§ Página
┄┄┄┄┄┄┄┄┄┄

Os grandes lagos suíços acompanham praticamente todo o nosso percurso até Genebra, que foi mesmo ou 8 ou 80, só que ao contrário: primeiro a bordo de um revolucionário 206 Quiksilver de 1,6 litros com 110cv, capaz de acelerar dos 0 aos 100 km/h em 9,8 segundos e já com uma série de “mordomias” mais comuns aos carros da actualidade; a seguir, num divertido 205 Champion de 1,1 litros e 55cv, cuja condução — não obstante o facto de o automóvel não ir para lá dos 155 km/h de velocidade máxima ou de a aceleração dos 0 aos 100 km/h requerer longos e intermináveis 18,8 segundos (!) — teria sido mais animada não se desse o caso de o vento forte ter marcado o regresso à auto-estrada.

┄┄┄┄┄┄┄┄┄┄

Linhas de um conjunto de dados:
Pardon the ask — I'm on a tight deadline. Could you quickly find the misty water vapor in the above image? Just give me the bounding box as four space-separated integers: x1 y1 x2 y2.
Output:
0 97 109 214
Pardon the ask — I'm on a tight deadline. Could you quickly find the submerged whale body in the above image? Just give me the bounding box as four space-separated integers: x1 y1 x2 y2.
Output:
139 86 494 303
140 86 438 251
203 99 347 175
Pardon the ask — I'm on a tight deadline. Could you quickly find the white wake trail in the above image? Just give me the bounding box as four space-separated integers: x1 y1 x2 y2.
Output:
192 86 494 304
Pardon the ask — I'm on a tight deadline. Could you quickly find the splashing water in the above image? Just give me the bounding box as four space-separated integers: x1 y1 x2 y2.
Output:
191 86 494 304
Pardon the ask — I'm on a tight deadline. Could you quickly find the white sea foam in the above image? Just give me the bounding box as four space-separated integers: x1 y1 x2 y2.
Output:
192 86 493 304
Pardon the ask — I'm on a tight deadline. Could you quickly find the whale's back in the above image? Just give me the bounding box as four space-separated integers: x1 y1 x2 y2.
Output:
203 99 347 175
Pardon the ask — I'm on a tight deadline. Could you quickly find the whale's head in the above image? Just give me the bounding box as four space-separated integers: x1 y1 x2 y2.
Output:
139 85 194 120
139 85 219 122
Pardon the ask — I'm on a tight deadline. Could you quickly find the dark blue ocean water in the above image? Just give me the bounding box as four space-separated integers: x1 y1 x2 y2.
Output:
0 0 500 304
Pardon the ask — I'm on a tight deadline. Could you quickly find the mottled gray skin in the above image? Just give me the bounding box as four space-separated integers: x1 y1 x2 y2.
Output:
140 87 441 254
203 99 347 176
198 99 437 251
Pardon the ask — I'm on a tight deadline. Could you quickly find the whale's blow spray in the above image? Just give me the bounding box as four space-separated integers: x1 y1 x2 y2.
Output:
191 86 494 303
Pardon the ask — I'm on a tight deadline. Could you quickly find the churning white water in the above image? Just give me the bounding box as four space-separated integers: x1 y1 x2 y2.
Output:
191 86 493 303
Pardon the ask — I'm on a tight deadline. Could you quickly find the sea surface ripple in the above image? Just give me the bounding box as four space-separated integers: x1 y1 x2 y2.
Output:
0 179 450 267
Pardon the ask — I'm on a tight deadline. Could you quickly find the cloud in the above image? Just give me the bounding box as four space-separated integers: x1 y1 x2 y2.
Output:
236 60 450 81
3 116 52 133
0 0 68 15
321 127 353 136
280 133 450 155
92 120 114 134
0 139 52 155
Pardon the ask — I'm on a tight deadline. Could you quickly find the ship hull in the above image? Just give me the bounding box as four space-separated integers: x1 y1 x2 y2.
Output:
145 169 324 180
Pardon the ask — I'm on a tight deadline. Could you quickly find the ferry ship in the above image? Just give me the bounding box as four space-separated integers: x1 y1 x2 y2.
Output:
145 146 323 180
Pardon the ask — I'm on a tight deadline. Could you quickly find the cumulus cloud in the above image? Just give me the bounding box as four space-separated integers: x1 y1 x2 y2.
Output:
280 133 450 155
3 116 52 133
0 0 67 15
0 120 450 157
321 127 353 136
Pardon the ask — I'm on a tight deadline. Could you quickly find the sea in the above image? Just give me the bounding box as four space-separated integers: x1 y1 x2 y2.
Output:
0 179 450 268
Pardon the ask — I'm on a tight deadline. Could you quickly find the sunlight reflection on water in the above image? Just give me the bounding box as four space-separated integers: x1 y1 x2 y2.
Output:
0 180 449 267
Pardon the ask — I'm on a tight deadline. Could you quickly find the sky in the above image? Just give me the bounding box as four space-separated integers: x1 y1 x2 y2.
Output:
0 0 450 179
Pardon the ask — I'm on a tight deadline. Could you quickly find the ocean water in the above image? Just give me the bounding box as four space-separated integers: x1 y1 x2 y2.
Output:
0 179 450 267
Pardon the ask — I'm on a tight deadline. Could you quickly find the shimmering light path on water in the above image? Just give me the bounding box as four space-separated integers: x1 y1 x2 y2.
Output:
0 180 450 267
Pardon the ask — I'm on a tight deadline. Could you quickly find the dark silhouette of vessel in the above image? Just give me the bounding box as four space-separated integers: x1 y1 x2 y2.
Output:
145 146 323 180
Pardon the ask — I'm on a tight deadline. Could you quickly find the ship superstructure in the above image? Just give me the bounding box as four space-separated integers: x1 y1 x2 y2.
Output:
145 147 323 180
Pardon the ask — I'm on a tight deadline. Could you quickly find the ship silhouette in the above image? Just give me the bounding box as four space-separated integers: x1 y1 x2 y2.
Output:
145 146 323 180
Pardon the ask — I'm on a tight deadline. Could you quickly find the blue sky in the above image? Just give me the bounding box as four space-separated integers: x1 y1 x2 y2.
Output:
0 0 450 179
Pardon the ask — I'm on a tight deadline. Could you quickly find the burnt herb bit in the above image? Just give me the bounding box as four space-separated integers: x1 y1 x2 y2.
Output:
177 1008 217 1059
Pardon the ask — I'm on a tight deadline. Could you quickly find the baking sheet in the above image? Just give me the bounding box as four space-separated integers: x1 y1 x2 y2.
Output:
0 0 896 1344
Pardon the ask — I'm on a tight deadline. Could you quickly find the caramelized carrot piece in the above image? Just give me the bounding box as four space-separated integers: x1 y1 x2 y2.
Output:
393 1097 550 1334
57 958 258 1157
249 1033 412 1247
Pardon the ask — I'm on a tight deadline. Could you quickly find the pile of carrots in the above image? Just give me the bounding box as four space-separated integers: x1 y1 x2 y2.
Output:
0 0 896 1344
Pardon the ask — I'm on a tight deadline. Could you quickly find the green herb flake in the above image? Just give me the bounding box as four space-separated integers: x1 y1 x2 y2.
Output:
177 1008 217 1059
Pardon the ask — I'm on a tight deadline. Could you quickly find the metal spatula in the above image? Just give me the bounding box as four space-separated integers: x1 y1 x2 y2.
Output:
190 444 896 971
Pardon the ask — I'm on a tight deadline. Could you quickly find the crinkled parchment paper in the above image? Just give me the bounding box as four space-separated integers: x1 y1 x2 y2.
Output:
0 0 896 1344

┄┄┄┄┄┄┄┄┄┄

§ O que se pede
**1)** Responda a estas perguntas sobre o relato da viagem a Genebra:
(a) Qual é a potência do 206 Quiksilver?
(b) Quantos segundos o 205 Champion leva para acelerar de 0 a 100 km/h?
(c) O que marcou o regresso à autoestrada?
**2)** Retome o relato da viagem a Genebra logo após a última frase.

§ Respostas por tarefa
**1)**
(a) 110 cv.
(b) 18,8 segundos.
(c) O vento forte.

**2)**
Já sabemos que o Palexpo está perto, como denuncia o tráfego cada vez mais intenso, mas, ainda assim, acalentamos a esperança de chegar antes de se fecharem as portas do salão, onde decorreu durante a tarde a cerimónia de abertura, e ver o novinho 208 (quase) em primeira mão. A bordo de um dos carros mais antigos do leque, o 205 Lacoste 1.4L com 60cv, vamos torcendo para que o fluxo urbano ajude e para que nenhum dos carros sobreaqueça.

Não nos demos mal quanto ao segundo receio. Já o primeiro deixou-nos do lado de fora da montra do futuro do automóvel, como que num sinal de que, neste caso, passado e presente acabaram de costas voltadas. E basta uma observação rápida ao Peugeot 208 que aí vem para perceber que, honrando as premissas do passado, a marca está decidida a correr atrás do futuro.